- TASK BRIEF: Can you print, word for word, the lines in the records below that start with the line containing "of the silver" and end with the line containing "point(188, 134)", including both of those lines?

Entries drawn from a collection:
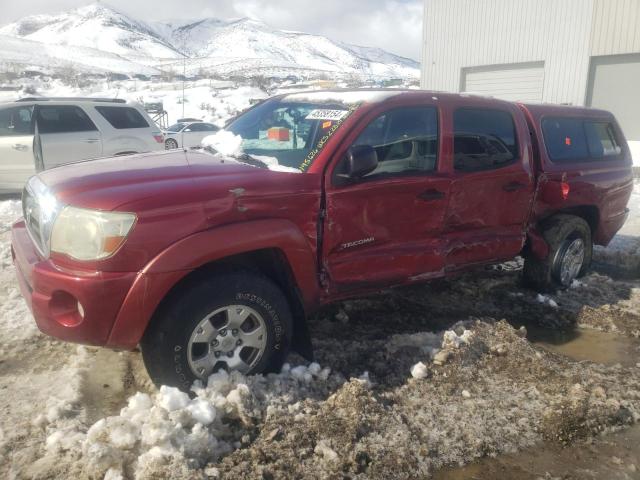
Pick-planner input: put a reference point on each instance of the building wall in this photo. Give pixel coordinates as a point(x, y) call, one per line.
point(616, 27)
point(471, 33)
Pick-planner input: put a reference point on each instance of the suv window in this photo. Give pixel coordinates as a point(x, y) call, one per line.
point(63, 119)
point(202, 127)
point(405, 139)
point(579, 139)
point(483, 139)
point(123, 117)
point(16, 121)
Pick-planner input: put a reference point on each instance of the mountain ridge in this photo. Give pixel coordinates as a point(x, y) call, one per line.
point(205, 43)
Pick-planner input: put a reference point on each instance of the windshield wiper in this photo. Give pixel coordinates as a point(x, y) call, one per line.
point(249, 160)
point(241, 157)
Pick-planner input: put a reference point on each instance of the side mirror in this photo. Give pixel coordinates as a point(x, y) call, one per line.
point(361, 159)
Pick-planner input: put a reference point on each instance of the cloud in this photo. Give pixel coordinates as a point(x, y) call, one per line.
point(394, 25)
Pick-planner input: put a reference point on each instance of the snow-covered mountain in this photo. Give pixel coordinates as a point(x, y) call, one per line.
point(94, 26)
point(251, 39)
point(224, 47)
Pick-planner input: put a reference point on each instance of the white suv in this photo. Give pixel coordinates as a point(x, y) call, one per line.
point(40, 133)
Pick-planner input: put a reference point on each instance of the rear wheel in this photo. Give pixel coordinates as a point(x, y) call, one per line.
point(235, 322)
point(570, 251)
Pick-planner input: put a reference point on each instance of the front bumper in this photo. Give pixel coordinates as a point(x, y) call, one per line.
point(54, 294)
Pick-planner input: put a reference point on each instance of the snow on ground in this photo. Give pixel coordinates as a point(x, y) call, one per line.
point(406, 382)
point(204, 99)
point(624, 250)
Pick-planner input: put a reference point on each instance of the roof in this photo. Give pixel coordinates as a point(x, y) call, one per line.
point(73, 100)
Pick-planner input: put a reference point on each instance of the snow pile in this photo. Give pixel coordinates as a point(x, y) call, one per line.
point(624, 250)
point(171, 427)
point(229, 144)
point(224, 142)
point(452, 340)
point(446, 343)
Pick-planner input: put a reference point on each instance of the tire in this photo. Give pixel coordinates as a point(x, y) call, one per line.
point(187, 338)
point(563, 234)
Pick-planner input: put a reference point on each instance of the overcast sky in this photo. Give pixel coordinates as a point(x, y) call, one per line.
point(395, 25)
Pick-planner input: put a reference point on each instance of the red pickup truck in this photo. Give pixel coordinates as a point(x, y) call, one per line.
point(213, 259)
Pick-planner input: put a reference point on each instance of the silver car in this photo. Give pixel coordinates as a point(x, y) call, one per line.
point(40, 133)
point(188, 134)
==
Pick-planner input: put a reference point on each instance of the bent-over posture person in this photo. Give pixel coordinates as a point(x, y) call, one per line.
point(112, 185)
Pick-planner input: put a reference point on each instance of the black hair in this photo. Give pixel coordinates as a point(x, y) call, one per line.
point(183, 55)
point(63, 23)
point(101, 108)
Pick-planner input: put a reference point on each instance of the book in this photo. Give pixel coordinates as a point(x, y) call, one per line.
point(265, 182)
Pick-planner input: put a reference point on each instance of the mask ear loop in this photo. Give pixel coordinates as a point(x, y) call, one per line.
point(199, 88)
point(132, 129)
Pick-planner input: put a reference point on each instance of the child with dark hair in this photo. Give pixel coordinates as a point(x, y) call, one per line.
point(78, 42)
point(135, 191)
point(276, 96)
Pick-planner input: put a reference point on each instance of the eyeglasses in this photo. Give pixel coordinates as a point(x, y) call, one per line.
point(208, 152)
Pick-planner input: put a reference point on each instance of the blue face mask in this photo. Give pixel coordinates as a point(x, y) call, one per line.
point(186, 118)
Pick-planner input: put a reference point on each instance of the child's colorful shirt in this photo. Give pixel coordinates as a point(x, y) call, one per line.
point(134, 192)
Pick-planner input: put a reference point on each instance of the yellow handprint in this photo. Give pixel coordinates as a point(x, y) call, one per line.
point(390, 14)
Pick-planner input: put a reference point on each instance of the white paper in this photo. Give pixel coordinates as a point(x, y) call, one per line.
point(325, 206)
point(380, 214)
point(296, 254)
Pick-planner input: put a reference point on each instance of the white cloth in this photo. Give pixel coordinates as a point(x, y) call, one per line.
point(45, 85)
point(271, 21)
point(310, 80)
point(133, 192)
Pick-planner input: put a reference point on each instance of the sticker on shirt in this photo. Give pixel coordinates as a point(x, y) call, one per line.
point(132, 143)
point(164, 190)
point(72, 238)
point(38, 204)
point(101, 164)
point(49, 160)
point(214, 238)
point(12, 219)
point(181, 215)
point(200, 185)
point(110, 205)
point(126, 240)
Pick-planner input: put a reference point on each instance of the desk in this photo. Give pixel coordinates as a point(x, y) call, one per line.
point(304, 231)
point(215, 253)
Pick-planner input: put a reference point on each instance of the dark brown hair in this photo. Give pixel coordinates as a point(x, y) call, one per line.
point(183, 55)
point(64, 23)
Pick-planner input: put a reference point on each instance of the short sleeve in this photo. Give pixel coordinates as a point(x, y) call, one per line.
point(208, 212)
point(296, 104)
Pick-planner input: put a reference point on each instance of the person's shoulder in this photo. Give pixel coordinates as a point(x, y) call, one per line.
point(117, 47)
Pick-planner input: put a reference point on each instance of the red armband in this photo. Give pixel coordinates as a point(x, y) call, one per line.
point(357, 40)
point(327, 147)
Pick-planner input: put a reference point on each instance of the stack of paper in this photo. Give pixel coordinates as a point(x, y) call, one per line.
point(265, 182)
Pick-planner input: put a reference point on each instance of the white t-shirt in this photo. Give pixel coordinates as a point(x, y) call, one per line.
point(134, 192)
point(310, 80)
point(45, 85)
==
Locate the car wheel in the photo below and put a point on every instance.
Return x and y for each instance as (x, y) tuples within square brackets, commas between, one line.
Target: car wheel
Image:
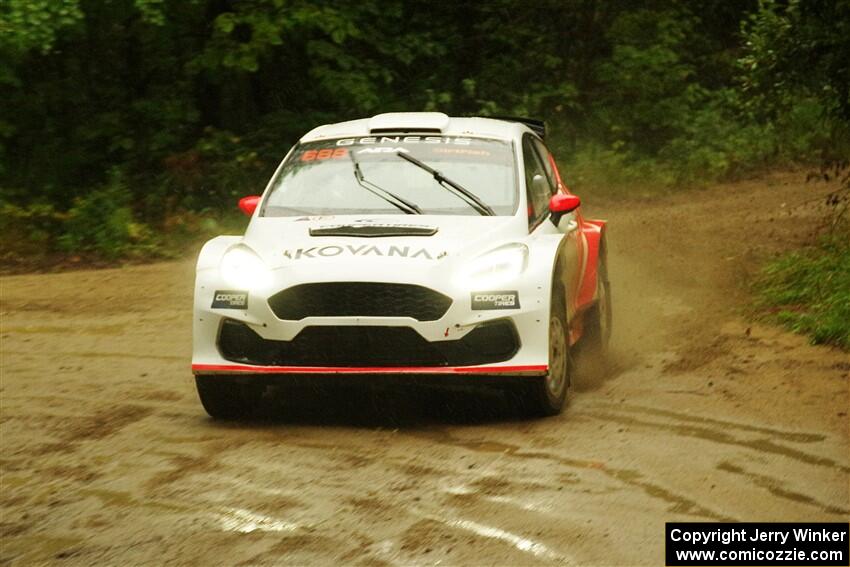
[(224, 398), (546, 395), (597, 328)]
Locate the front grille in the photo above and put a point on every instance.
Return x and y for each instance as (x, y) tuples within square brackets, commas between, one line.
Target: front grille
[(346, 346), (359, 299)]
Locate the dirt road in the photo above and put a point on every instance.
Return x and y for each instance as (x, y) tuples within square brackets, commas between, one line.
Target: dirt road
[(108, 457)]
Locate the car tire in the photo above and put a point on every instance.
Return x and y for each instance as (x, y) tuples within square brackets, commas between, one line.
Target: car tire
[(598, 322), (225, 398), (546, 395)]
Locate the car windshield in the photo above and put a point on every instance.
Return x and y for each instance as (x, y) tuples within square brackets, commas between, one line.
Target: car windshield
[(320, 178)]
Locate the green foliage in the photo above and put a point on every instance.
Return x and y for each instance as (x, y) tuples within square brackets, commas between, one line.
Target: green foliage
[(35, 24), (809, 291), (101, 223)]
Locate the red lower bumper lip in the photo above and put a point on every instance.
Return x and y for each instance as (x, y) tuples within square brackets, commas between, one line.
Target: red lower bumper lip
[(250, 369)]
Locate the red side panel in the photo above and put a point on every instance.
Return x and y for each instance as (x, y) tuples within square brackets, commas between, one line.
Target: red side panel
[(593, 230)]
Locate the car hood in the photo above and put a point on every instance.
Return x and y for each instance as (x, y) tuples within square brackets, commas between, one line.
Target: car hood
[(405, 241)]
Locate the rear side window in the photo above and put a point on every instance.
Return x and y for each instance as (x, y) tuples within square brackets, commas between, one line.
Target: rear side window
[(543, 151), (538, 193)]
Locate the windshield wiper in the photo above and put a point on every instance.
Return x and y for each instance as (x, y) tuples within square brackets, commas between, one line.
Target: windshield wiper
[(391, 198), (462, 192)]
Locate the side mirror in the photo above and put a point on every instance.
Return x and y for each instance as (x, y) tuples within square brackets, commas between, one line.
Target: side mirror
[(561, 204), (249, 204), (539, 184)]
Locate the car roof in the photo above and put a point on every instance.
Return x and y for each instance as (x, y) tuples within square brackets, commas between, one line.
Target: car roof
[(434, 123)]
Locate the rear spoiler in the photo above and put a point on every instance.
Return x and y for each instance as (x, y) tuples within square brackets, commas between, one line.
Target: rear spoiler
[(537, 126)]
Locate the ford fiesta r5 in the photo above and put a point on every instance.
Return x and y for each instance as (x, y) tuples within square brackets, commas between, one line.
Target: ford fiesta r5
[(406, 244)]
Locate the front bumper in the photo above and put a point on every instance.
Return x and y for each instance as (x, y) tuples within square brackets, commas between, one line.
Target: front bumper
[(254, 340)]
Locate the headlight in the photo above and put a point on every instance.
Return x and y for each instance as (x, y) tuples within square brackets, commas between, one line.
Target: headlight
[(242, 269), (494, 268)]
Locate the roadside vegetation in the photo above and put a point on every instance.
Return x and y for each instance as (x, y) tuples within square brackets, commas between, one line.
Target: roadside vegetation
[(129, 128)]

- THE COMPLETED TASK:
Pick-planner input: put a reference point on each instance of the silver car in this photo. Give pixel coordinates as a point(x, y) call, one per line.
point(40, 133)
point(188, 134)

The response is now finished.